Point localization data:

┄┄┄┄┄┄┄┄┄┄

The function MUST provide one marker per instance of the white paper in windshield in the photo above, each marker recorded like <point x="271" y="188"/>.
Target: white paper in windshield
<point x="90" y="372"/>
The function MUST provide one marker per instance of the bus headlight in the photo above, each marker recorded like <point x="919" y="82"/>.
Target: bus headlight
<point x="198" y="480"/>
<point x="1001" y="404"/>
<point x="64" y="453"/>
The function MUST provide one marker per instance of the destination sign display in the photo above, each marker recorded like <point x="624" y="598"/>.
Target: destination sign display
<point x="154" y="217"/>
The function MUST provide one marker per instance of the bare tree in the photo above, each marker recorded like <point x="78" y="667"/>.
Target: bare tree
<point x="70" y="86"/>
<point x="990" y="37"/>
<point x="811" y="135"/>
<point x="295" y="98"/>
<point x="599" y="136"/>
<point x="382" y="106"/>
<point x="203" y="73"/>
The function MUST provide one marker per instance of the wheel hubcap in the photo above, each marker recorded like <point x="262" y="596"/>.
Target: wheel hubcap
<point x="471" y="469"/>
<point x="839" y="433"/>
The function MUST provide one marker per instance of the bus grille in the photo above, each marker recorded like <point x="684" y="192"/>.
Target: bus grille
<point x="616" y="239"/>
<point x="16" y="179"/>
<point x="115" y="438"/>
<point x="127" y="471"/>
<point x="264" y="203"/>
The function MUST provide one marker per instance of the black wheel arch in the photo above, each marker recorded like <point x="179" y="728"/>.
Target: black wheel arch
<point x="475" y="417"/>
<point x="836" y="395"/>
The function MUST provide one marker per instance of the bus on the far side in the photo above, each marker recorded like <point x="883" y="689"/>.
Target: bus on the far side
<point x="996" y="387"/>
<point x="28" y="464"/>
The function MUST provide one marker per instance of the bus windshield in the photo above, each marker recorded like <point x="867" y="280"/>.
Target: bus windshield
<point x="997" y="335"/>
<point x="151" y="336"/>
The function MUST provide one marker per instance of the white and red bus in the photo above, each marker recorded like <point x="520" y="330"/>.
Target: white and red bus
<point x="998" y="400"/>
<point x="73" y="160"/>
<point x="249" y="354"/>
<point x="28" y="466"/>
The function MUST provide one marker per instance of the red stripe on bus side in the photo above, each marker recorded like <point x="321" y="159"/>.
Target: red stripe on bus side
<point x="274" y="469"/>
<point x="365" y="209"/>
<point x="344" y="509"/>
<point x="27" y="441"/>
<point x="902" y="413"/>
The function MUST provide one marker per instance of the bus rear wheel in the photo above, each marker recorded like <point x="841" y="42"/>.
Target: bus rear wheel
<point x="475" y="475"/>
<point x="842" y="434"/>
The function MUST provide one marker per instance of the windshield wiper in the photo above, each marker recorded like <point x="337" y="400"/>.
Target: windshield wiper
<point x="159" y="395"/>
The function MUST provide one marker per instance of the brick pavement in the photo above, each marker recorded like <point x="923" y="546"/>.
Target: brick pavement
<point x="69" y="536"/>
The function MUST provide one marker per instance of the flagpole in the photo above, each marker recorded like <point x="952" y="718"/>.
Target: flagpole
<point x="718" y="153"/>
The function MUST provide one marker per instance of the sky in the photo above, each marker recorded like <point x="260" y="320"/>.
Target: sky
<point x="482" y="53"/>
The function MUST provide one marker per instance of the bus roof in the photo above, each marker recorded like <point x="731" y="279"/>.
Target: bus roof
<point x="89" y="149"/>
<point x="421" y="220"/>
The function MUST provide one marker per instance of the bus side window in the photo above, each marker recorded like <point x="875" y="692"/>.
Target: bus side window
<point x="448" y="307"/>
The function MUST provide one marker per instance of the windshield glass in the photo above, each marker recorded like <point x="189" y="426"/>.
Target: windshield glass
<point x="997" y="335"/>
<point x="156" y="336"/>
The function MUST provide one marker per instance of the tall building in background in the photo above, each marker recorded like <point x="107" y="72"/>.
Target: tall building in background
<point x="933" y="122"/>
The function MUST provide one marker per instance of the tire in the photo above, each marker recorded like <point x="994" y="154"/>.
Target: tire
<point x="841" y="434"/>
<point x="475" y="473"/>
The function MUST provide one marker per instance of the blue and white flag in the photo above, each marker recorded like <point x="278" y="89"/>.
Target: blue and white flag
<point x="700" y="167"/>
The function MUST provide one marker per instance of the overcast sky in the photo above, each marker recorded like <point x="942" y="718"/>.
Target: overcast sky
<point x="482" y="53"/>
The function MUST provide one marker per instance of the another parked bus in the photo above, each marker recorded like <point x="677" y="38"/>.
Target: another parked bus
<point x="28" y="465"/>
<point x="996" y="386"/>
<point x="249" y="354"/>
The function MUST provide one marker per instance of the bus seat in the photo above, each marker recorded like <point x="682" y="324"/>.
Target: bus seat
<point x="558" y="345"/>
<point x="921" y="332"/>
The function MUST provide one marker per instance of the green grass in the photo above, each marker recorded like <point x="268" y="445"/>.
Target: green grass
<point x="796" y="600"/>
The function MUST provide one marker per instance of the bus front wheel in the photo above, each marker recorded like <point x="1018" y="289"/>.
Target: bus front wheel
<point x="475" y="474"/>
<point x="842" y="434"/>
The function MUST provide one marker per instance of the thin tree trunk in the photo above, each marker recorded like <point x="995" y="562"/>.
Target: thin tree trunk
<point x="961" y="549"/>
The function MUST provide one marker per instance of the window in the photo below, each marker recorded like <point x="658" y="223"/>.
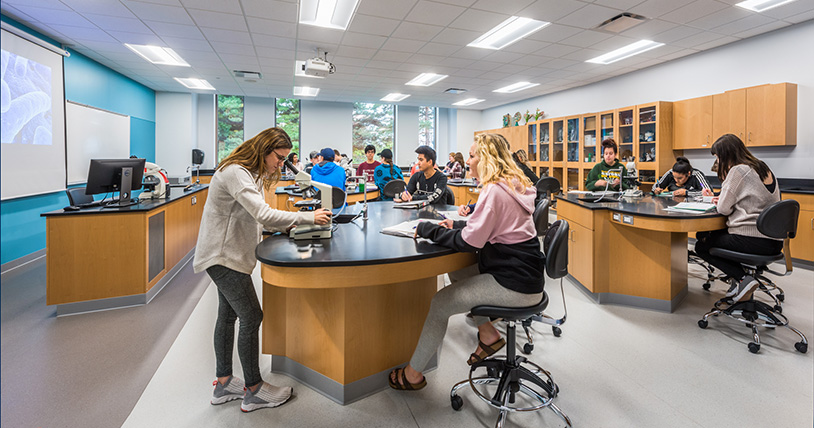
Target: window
<point x="230" y="124"/>
<point x="288" y="118"/>
<point x="372" y="124"/>
<point x="426" y="126"/>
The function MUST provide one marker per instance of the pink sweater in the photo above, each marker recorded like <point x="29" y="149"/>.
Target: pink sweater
<point x="503" y="216"/>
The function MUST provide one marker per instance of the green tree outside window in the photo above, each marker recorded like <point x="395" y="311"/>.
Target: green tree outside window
<point x="230" y="124"/>
<point x="426" y="126"/>
<point x="372" y="124"/>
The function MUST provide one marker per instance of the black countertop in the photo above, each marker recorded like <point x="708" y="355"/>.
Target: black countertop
<point x="145" y="205"/>
<point x="357" y="243"/>
<point x="648" y="206"/>
<point x="787" y="185"/>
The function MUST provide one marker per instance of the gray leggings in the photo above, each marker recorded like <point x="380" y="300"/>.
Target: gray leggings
<point x="237" y="299"/>
<point x="469" y="288"/>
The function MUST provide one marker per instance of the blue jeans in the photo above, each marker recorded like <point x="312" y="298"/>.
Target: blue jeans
<point x="237" y="299"/>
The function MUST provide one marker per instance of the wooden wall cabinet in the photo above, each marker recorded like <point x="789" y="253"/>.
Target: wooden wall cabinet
<point x="771" y="115"/>
<point x="802" y="246"/>
<point x="761" y="116"/>
<point x="692" y="123"/>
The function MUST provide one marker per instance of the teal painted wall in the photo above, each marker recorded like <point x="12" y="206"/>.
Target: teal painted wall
<point x="22" y="230"/>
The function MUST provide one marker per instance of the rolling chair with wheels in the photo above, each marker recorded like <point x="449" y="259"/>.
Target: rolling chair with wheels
<point x="509" y="373"/>
<point x="546" y="187"/>
<point x="540" y="218"/>
<point x="393" y="188"/>
<point x="77" y="196"/>
<point x="779" y="220"/>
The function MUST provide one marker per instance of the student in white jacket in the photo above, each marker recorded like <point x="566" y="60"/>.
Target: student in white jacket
<point x="231" y="226"/>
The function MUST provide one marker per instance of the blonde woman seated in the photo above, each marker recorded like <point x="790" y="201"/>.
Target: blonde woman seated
<point x="510" y="265"/>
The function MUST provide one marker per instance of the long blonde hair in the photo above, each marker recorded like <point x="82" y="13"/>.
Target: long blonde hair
<point x="252" y="154"/>
<point x="496" y="163"/>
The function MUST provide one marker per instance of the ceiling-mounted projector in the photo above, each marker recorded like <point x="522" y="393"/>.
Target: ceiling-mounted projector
<point x="318" y="67"/>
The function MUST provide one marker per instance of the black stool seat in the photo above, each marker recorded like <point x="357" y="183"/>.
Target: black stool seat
<point x="511" y="314"/>
<point x="749" y="259"/>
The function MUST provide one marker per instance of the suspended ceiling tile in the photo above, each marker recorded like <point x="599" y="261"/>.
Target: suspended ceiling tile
<point x="157" y="12"/>
<point x="384" y="9"/>
<point x="427" y="12"/>
<point x="373" y="25"/>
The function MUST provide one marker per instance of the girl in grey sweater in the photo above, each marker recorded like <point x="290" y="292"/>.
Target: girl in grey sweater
<point x="748" y="187"/>
<point x="233" y="218"/>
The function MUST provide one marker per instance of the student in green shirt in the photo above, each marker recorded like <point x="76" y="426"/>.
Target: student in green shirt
<point x="597" y="178"/>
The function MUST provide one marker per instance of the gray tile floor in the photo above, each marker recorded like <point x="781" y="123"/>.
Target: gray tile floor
<point x="616" y="367"/>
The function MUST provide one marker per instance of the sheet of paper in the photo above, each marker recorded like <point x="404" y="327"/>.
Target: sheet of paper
<point x="406" y="229"/>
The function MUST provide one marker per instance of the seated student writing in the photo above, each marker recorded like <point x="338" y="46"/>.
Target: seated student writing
<point x="510" y="265"/>
<point x="366" y="169"/>
<point x="327" y="171"/>
<point x="748" y="187"/>
<point x="683" y="178"/>
<point x="426" y="184"/>
<point x="602" y="172"/>
<point x="386" y="172"/>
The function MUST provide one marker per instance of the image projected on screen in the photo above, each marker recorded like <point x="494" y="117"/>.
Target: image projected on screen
<point x="25" y="101"/>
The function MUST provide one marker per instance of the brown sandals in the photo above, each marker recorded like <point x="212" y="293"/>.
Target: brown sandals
<point x="405" y="385"/>
<point x="486" y="350"/>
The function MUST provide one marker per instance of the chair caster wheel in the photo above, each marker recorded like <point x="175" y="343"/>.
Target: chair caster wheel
<point x="457" y="402"/>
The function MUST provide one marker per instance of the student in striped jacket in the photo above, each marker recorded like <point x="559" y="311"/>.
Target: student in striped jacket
<point x="683" y="178"/>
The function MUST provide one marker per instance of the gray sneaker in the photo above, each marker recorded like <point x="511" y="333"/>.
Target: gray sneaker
<point x="745" y="288"/>
<point x="233" y="390"/>
<point x="267" y="395"/>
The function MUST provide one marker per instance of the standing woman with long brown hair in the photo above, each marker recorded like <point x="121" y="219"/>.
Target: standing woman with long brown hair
<point x="748" y="187"/>
<point x="233" y="218"/>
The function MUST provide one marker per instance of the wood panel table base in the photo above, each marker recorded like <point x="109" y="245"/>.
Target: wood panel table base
<point x="343" y="342"/>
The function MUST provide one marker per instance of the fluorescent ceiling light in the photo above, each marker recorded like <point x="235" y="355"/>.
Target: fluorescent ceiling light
<point x="427" y="79"/>
<point x="193" y="83"/>
<point x="519" y="86"/>
<point x="158" y="55"/>
<point x="761" y="5"/>
<point x="334" y="14"/>
<point x="305" y="91"/>
<point x="299" y="70"/>
<point x="508" y="32"/>
<point x="395" y="97"/>
<point x="467" y="102"/>
<point x="625" y="52"/>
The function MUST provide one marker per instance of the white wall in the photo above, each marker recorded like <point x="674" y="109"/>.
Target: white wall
<point x="258" y="115"/>
<point x="173" y="131"/>
<point x="467" y="122"/>
<point x="406" y="135"/>
<point x="776" y="57"/>
<point x="207" y="138"/>
<point x="325" y="124"/>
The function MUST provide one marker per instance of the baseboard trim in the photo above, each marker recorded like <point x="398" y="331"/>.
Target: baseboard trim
<point x="10" y="268"/>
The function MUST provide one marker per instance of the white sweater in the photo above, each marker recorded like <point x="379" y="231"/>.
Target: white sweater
<point x="743" y="197"/>
<point x="233" y="219"/>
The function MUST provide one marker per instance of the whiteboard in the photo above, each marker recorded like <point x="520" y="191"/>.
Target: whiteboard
<point x="93" y="133"/>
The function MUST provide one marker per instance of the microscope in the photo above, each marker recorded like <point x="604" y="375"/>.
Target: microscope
<point x="309" y="190"/>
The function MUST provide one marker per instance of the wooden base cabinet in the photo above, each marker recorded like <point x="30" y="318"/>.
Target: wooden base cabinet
<point x="802" y="246"/>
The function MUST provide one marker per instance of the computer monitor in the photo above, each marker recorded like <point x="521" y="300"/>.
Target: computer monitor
<point x="111" y="175"/>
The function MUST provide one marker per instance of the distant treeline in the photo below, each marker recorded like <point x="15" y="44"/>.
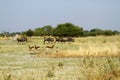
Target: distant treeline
<point x="66" y="29"/>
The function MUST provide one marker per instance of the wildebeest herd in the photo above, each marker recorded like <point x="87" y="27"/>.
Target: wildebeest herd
<point x="48" y="40"/>
<point x="58" y="39"/>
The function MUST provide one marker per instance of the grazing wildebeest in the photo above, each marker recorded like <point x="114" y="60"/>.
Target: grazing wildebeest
<point x="61" y="39"/>
<point x="48" y="40"/>
<point x="69" y="39"/>
<point x="21" y="40"/>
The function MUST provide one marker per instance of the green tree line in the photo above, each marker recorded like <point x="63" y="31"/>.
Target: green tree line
<point x="66" y="29"/>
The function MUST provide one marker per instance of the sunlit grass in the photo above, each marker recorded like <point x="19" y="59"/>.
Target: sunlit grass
<point x="89" y="58"/>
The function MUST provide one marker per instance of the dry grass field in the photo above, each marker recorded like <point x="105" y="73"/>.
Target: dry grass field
<point x="88" y="58"/>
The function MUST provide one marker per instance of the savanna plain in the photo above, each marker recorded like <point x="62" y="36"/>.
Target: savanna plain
<point x="88" y="58"/>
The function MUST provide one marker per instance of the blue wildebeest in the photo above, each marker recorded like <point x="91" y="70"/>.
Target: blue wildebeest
<point x="48" y="40"/>
<point x="61" y="39"/>
<point x="21" y="40"/>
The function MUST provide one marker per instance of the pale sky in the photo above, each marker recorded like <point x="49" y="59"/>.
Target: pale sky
<point x="21" y="15"/>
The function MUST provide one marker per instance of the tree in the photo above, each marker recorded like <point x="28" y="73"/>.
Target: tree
<point x="48" y="30"/>
<point x="29" y="33"/>
<point x="96" y="31"/>
<point x="39" y="32"/>
<point x="67" y="29"/>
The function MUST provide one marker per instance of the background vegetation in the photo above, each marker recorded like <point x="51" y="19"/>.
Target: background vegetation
<point x="88" y="58"/>
<point x="66" y="29"/>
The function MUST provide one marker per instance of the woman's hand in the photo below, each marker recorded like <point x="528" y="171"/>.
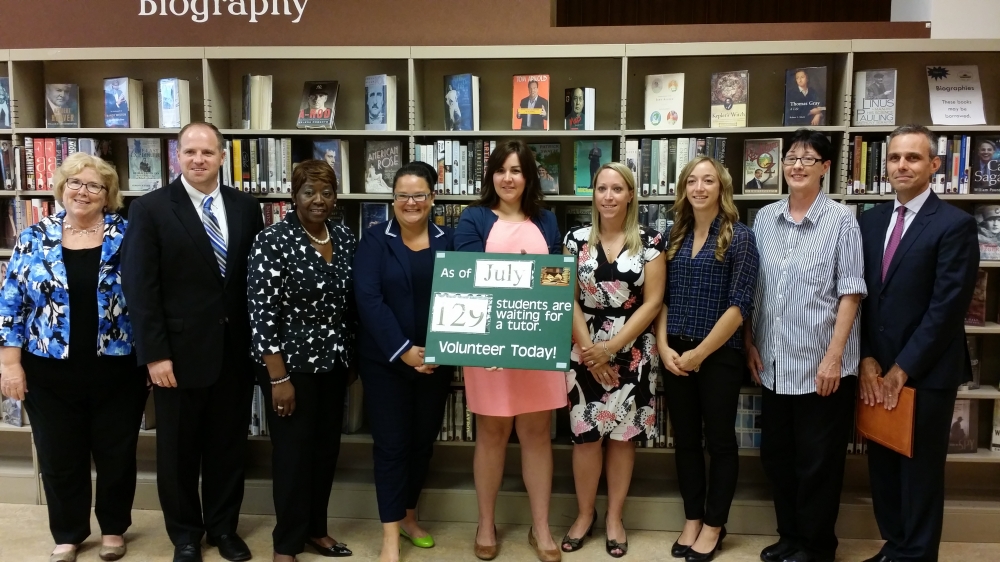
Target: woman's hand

┄┄┄┄┄┄┄┄┄┄

* Task: Taking the entries above, write out exactly the lines starting with the line containing "the wood panel" and going on through the line containing "of the fluorescent", both included, and nothing else.

* Answer box:
The function MUST provide one marker per instance of the wood panel table base in the photo above, each marker recorded like <point x="109" y="245"/>.
Target: wood panel table base
<point x="343" y="342"/>
The function MUST provide one marker per instance of the fluorescent ceiling light in the photo above, each marker recorded like <point x="235" y="355"/>.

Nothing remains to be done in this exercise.